• **YOUR INSTRUCTIONS**
Go to the line holding "box: [881, 318, 911, 353]" in the entries below and write out exactly every line down to and including the line holding "box: [629, 536, 812, 604]".

• **INFORMATION GIVEN**
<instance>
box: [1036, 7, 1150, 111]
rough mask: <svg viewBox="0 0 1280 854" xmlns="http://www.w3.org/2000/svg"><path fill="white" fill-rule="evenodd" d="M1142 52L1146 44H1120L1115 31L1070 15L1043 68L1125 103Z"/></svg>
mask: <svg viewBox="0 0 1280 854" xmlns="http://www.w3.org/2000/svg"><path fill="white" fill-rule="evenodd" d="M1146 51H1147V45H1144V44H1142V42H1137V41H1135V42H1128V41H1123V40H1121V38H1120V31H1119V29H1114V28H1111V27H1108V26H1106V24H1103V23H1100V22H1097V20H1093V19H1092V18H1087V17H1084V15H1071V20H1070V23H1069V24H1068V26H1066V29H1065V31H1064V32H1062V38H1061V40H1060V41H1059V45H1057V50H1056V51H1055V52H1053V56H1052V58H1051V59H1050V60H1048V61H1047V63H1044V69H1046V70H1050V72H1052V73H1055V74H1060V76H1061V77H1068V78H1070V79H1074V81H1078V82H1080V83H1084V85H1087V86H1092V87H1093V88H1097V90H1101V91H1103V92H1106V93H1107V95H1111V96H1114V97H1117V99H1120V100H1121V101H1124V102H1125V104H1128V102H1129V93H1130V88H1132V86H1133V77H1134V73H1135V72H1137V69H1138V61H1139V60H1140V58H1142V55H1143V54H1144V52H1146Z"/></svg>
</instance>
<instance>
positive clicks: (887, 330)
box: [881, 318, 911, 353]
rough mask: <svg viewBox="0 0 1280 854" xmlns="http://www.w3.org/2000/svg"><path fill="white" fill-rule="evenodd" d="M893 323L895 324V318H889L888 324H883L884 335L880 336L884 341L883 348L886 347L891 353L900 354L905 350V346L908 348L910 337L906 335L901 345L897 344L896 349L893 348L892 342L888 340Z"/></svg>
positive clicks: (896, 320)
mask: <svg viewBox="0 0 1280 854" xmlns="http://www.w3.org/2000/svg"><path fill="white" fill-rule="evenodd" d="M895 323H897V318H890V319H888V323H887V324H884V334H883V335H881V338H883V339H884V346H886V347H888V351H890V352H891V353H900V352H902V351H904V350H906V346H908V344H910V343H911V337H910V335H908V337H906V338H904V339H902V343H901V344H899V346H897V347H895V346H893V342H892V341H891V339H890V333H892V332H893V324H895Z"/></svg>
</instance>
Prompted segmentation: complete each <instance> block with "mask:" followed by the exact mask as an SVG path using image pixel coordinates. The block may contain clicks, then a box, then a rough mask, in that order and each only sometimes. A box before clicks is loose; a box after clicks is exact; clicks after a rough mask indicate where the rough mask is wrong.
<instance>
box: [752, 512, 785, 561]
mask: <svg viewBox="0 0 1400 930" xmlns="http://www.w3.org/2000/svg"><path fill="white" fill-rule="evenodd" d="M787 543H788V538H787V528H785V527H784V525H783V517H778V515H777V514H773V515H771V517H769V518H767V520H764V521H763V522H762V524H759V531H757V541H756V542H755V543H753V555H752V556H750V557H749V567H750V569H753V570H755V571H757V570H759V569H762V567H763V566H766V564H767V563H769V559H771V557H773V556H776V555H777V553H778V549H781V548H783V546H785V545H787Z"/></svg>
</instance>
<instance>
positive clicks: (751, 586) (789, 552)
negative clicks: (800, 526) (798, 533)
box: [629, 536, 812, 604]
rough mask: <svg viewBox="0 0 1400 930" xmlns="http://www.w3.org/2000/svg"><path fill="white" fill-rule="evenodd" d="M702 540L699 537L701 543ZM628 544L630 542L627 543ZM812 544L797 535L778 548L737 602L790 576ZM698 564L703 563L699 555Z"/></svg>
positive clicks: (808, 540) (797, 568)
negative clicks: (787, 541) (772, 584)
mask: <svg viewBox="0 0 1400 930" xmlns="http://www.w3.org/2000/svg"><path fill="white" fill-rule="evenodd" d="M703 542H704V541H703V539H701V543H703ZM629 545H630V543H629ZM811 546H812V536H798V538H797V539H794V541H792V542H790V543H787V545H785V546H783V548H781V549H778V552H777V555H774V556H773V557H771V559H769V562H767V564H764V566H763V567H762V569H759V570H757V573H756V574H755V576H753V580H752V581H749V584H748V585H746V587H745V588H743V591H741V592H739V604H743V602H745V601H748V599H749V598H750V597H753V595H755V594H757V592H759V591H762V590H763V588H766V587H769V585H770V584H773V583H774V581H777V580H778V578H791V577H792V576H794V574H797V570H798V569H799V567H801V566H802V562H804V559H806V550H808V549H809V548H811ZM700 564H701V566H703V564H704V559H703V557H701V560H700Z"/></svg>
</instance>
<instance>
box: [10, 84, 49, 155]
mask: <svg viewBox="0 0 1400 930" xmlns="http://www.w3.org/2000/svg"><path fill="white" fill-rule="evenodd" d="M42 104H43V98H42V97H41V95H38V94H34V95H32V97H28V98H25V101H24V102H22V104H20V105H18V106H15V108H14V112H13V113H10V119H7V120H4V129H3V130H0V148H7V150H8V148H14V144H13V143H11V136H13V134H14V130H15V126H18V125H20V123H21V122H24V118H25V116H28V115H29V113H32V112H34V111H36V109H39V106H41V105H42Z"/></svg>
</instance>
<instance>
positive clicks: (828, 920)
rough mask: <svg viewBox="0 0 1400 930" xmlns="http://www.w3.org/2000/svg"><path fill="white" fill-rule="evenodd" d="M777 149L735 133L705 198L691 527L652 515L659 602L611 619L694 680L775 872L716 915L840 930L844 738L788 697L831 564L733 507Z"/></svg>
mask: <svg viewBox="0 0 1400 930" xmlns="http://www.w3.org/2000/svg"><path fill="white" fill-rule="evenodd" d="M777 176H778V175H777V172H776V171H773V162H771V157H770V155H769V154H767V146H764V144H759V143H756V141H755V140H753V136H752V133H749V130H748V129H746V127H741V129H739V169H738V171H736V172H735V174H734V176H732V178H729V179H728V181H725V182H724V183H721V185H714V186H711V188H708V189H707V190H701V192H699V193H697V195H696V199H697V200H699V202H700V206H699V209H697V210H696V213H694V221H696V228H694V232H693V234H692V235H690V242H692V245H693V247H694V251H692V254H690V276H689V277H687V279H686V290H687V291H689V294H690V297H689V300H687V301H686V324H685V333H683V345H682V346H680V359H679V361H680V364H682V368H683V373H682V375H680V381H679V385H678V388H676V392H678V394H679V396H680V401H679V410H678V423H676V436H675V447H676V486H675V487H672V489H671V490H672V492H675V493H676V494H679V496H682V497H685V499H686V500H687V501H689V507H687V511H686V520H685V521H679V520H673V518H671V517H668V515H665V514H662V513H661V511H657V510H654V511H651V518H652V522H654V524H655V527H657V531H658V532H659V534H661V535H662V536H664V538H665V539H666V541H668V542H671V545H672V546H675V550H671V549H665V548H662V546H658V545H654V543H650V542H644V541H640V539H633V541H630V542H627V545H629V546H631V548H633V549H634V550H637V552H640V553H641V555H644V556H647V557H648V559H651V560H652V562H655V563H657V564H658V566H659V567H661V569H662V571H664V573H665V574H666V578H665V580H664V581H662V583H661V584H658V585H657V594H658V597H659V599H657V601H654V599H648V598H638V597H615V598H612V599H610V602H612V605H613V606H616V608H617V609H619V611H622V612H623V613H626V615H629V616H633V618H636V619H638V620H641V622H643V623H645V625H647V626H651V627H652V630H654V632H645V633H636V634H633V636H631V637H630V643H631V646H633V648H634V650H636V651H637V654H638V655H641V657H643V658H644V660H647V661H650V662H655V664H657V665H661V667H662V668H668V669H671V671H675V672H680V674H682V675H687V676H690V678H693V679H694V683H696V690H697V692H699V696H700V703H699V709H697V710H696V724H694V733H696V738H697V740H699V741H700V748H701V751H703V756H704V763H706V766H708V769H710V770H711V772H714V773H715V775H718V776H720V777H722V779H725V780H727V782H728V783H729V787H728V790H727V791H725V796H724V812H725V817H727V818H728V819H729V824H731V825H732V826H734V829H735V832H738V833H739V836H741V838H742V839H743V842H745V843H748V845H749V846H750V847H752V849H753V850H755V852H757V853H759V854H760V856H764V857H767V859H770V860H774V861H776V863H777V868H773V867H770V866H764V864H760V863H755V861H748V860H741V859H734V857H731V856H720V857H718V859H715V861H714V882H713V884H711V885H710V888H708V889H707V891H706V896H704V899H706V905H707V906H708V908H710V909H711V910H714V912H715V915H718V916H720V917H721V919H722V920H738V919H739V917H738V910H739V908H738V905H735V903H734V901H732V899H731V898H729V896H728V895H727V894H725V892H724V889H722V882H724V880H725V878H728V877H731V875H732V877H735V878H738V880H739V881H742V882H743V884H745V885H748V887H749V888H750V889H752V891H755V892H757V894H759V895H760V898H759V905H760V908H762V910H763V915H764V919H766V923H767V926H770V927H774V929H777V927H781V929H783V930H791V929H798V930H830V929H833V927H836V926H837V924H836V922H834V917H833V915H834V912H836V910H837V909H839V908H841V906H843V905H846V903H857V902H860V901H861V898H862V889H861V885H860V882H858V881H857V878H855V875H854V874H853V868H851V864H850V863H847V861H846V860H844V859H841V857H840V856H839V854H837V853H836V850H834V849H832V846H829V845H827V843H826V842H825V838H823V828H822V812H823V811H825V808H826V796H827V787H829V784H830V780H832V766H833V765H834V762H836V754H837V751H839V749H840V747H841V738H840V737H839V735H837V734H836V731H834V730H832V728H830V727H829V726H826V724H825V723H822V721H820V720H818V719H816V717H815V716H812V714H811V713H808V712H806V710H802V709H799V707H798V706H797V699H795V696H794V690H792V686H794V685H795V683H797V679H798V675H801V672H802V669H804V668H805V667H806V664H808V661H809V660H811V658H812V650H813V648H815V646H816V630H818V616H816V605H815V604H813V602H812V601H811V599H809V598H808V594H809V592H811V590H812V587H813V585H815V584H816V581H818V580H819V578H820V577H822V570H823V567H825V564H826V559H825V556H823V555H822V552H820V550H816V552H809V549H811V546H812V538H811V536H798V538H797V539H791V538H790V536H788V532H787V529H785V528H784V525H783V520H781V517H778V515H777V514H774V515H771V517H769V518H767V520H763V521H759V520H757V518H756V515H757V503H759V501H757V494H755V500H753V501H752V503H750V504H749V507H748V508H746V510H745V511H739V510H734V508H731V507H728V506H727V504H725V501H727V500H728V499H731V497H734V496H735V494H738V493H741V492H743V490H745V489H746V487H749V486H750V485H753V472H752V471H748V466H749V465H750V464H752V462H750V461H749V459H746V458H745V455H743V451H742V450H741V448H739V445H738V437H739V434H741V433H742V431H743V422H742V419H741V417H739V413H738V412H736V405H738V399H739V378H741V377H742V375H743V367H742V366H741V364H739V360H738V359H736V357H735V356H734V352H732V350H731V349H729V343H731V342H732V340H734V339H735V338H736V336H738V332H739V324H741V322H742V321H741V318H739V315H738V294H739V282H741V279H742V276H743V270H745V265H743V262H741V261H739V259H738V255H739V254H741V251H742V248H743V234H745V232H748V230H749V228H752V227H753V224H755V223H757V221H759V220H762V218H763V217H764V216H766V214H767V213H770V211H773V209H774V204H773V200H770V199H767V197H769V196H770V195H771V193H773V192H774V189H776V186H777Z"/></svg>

• **ANSWER SECTION**
box: [881, 318, 911, 353]
rough mask: <svg viewBox="0 0 1280 854" xmlns="http://www.w3.org/2000/svg"><path fill="white" fill-rule="evenodd" d="M893 323L895 324V318H889L888 324H883L884 335L880 336L884 341L883 348L886 347L891 353L900 354L905 350V346L908 348L910 337L906 335L901 345L897 344L896 349L893 348L892 342L888 340Z"/></svg>
positive clicks: (896, 320)
mask: <svg viewBox="0 0 1280 854" xmlns="http://www.w3.org/2000/svg"><path fill="white" fill-rule="evenodd" d="M895 323H897V318H890V319H888V323H887V324H884V334H883V335H881V338H883V339H884V346H886V347H888V351H890V352H891V353H900V352H902V351H904V350H906V346H908V344H910V343H911V337H910V335H908V337H906V338H904V339H902V343H901V344H899V346H897V347H895V346H893V342H892V341H891V339H890V333H892V332H893V324H895Z"/></svg>
</instance>
Prompted segmentation: complete each <instance> block with "mask:" followed by the exact mask as an SVG path using image pixel coordinates. The block may contain clicks, then a box, then a rough mask, in that order and each only sometimes. A box before clicks is loose; a box after clicks is exact; clicks after a rough mask indicate where the rough mask is wrong.
<instance>
box: [752, 512, 785, 561]
mask: <svg viewBox="0 0 1400 930" xmlns="http://www.w3.org/2000/svg"><path fill="white" fill-rule="evenodd" d="M787 543H788V538H787V528H785V527H784V525H783V517H778V515H777V514H773V515H771V517H769V518H767V520H764V521H763V522H762V524H759V531H757V541H756V542H755V543H753V555H752V556H750V557H749V567H750V569H753V570H755V571H757V570H759V569H762V567H763V566H766V564H767V563H769V559H771V557H773V556H776V555H777V553H778V549H781V548H783V546H785V545H787Z"/></svg>
</instance>
<instance>
positive clicks: (751, 586) (789, 552)
negative clicks: (800, 526) (798, 533)
box: [629, 536, 812, 604]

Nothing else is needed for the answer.